• Task 1: Reproduce a passage from the essay on change after COVID-19 verbatim, beginning at the words "Some even fade" and stopping after the words "since, say 2003.".
• Task 2:
Answer these questions using the essay on change after COVID-19, one answer per line:
(a) Whose election does the essay say changed "things forever"?
(b) During which fire did the blackout the essay calls unprecedented occur?
(c) What year does the essay link to the "end of times" when a big war was about to be launched?
• Task 3: Please write the next part of the essay on change after COVID-19, picking up after its final sentence.

• Document section:
★ ★ ★ ★ ★ ★ ★

Many of us fear the world will never go back to what it was before COVID-19 and to be prepared for that, i.e., that there is no going back.
That may well be the case, but it’s okay because it’s not as if there will be some new permanent mode of living post-COVID. Things will be that way until the next big thing shoves everything aside and radically changes everything again. Incessant and huge changes are just the nature of things. Just speaking from a US perspective – President Obama’s election changed “things forever” – then the Arab Spring changed everything “forever” and Brexit changed things again and the world was never going to be the same gain. Then the 2016 elections made it feel like Obama’s times were normal and now everything is changed forever. Then stunners started happening on a daily basis and the trade war with China was going to change things forever, fires in California, the Amazon and elsewhere changed things beyond recognition and the nuclear standoff with another country was a whole new reality whose impact was supposed to be for 10 years… until the virus came along. The list of every unprecedented thing positive, negative and ugly that happened in the last few years is long.
Some even fade from memory of those who didn’t experience it directly. The unprecedented blackout during the Camp fire may not be on many minds soon. The virus too is unprecedented, but I can’t help feeling that it’s just that way until the next crisis and is the world really that much different from the “end of times” in 2003 when a big war was about to be launched? Many good things have happened, racism and various unsavory sentiments have reared their head time and again, amazing cures have emerged, much brutality has happened. It is hard to say in many dimensions, whether the world has gotten better or worse since, say 2003.

★ ★ ★ ★ ★ ★ ★

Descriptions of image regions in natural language
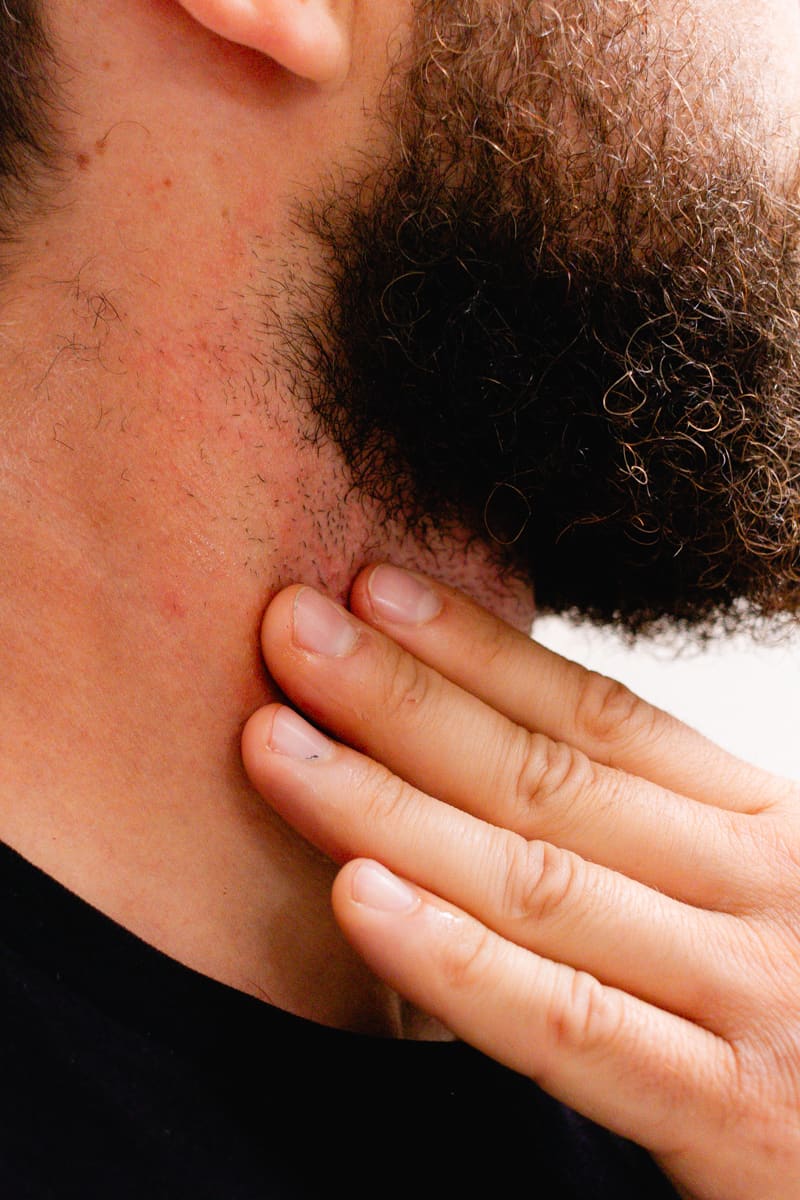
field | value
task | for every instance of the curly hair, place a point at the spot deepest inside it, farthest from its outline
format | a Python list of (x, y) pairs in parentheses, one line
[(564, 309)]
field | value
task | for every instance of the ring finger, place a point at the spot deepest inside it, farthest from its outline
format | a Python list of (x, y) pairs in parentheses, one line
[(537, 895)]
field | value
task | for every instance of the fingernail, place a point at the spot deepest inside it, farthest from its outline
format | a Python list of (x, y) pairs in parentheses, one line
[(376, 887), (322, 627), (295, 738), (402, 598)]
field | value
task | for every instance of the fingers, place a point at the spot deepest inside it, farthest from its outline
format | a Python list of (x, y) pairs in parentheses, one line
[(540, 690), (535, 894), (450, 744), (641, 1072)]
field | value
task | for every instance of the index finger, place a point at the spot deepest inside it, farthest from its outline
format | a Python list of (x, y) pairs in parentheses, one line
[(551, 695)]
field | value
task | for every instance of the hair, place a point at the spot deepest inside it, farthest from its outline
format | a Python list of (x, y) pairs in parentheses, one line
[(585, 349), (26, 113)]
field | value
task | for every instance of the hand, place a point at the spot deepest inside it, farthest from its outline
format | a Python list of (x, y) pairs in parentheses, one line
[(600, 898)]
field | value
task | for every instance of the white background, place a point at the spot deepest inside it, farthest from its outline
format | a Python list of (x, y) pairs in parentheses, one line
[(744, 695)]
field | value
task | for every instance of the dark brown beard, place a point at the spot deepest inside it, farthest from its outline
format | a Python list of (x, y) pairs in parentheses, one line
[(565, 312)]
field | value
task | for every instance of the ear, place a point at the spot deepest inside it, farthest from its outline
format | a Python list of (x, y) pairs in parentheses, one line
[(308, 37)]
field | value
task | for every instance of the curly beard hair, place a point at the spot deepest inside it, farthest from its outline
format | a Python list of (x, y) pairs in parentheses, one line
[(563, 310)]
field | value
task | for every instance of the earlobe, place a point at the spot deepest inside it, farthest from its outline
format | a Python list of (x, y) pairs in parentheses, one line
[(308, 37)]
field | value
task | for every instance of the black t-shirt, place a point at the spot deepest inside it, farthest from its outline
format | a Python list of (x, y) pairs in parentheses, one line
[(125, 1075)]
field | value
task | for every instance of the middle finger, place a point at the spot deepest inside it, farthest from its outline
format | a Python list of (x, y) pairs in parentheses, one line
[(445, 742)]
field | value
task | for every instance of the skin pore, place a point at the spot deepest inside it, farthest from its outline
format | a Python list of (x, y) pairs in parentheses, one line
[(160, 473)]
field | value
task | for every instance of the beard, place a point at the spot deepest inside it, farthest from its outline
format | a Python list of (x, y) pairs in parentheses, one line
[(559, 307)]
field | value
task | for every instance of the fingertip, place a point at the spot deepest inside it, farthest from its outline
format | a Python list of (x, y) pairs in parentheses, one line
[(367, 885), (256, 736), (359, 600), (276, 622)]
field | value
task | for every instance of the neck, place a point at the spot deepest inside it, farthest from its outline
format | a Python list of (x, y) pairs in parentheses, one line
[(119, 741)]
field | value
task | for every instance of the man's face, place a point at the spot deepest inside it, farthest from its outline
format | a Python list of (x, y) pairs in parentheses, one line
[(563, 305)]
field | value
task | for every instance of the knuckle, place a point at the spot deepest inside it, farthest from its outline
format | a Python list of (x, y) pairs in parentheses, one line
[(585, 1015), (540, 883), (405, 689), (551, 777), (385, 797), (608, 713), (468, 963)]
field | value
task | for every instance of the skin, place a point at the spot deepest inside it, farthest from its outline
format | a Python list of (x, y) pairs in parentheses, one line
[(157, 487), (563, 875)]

★ ★ ★ ★ ★ ★ ★

• Task result 1:
Some even fade from memory of those who didn’t experience it directly. The unprecedented blackout during the Camp fire may not be on many minds soon. The virus too is unprecedented, but I can’t help feeling that it’s just that way until the next crisis and is the world really that much different from the “end of times” in 2003 when a big war was about to be launched? Many good things have happened, racism and various unsavory sentiments have reared their head time and again, amazing cures have emerged, much brutality has happened. It is hard to say in many dimensions, whether the world has gotten better or worse since, say 2003.

• Task result 2:
(a) President Obama's
(b) The Camp fire
(c) 2003

• Task result 3:
We do acknowledge this in terms like the new normal – except it’s said tinged with a sense of sadness.
Many of these thoughts arise because of the illusion that something or the other was not going to change in the first place. As if the EU, for example, were an exception to this – the union wasn’t born a mere 30 years ago. But of course, everything that ever came into existence is impermanent, is subject to change, deterioration and eventually ceasing to exist. The Buddha called this anicca. The simile of the desert applies to the world – always changing, but in many characteristics, the same. Rather that worry about the new normal, we can recognize frequent arrival of drastic change as it has always happened. Change is the Old Normal. The Forever Normal.
Back to the virus – I do see that everyone washes hands a lot better and am delighted by that. Against all better sense, I hope that this is a change that is for good. Of course, I’m hoping for the quick discovery of vaccine/cure and do think it’s a serious situation, just not buying into the whole “game-changer” narrative.